DIRECTIONS FOR THIS TASK:
With the pictures removed, set down all of the entries below exactly.

GIVEN DATA:

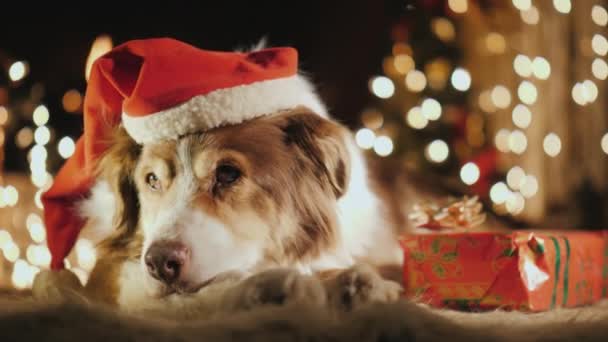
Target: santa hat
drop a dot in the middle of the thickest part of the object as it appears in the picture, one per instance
(161, 89)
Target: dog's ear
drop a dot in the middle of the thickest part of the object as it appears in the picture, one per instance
(323, 143)
(117, 167)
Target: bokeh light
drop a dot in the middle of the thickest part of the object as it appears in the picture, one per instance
(431, 109)
(599, 68)
(415, 80)
(552, 144)
(562, 6)
(458, 6)
(17, 71)
(415, 119)
(461, 79)
(383, 146)
(599, 44)
(382, 87)
(599, 15)
(527, 92)
(437, 151)
(530, 16)
(522, 65)
(469, 173)
(66, 147)
(41, 115)
(541, 68)
(515, 177)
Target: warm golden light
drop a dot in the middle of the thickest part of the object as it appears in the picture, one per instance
(443, 29)
(41, 115)
(42, 135)
(552, 144)
(541, 68)
(415, 81)
(562, 6)
(458, 6)
(11, 251)
(365, 138)
(382, 87)
(527, 92)
(401, 49)
(24, 137)
(415, 118)
(522, 117)
(437, 151)
(499, 193)
(530, 16)
(599, 15)
(496, 43)
(599, 68)
(461, 79)
(3, 115)
(38, 255)
(518, 142)
(17, 71)
(469, 173)
(590, 91)
(522, 5)
(599, 44)
(5, 238)
(522, 65)
(101, 45)
(403, 63)
(66, 147)
(431, 109)
(383, 146)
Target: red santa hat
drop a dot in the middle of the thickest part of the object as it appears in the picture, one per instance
(162, 89)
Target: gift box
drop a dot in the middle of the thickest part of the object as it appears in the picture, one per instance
(522, 270)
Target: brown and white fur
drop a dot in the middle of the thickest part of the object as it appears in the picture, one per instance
(302, 205)
(299, 226)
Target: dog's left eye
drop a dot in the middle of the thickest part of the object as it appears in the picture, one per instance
(227, 174)
(153, 181)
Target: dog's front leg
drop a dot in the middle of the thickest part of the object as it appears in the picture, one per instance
(357, 286)
(281, 286)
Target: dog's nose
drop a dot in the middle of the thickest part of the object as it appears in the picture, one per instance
(166, 260)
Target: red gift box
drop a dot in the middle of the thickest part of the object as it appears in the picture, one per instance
(523, 270)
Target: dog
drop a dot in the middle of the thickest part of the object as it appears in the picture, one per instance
(288, 194)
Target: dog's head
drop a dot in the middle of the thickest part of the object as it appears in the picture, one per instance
(263, 192)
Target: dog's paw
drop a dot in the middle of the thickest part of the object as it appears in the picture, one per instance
(57, 286)
(276, 287)
(358, 286)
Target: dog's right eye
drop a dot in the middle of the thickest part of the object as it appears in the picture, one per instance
(152, 181)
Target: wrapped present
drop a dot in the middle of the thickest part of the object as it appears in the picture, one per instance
(522, 270)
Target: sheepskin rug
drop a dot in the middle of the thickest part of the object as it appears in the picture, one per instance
(22, 318)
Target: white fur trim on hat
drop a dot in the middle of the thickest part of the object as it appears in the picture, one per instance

YOUR RESPONSE:
Target: santa hat
drop a dot in the middle of the thickest part of the object as it appears in the picture, one per instance
(161, 89)
Target: dog's ear
drop a dot in the middle of the thickest part of the object as it appears in the picture, one per instance
(323, 143)
(117, 167)
Target: bokeh light
drop a dot in the middle of the thickest part of the object as it appears in the picture, one per instance
(431, 109)
(599, 68)
(415, 80)
(552, 144)
(562, 6)
(458, 6)
(17, 71)
(415, 119)
(461, 79)
(383, 146)
(599, 44)
(382, 87)
(599, 15)
(527, 92)
(437, 151)
(530, 16)
(522, 65)
(469, 173)
(66, 147)
(41, 115)
(541, 68)
(515, 177)
Target: warm golden light
drop a dot in the middle of the thickest part of the object as it appears in the picture, one per instance
(443, 29)
(41, 115)
(42, 135)
(552, 144)
(541, 68)
(415, 81)
(562, 6)
(458, 6)
(11, 251)
(365, 138)
(382, 87)
(527, 92)
(401, 49)
(24, 137)
(415, 118)
(522, 117)
(437, 151)
(499, 193)
(530, 16)
(599, 15)
(496, 43)
(599, 68)
(461, 79)
(3, 115)
(38, 255)
(518, 142)
(17, 71)
(469, 173)
(590, 91)
(522, 5)
(599, 44)
(5, 238)
(522, 65)
(101, 45)
(403, 63)
(66, 147)
(431, 109)
(383, 146)
Target: red santa hat
drop a dot in the middle of the thickest part of the object as it appears in the picture, one per instance
(162, 89)
Target: gift box
drop a dot in the middle of the thickest part of the object as it appears in the picture, one per instance
(522, 270)
Target: brown and white fur
drop a dot in the middle of the thickest part of the object as it appears in the picture, one per instance
(302, 205)
(299, 226)
Target: dog's left eye
drop a dot in the middle of the thickest part of the object as it appears in the picture, one per instance
(227, 174)
(153, 181)
Target: dog's front leg
drop a dot in the middle of the thickest part of the object as it appears in the picture, one per instance
(357, 286)
(281, 286)
Target: dog's nose
drop a dot in the middle of the thickest part of the object as it appears in the picture, one per instance
(166, 260)
Target: red gift box
drop a dot in the middle of the thickest part of the object as it appears in the picture, one per instance
(523, 270)
Target: dog
drop a dot in the middle of the thickest part of the object as it appears in the picture, one per instance
(288, 194)
Target: dog's head
drop a dot in the middle of the thickest part of the object as it appears in the picture, one per instance
(263, 192)
Target: dog's paw
drop a dot in the middle of the thickest part of the object as it appears in the picture, one per instance
(57, 286)
(276, 287)
(358, 286)
Target: dog's right eye
drop a dot in the middle of the thickest part of the object as it appears in the picture, one per instance
(152, 181)
Target: wrapped present
drop a dot in the middle of the thickest part of the object as it appears in the picture, one per instance
(522, 270)
Target: sheepskin rug
drop a dot in the middle of the thickest part of the object as it appears in the picture, one per instance
(22, 318)
Target: white fur trim on hat
drop a dot in the middle of the thickest part of the object as it appears in the picture, one per instance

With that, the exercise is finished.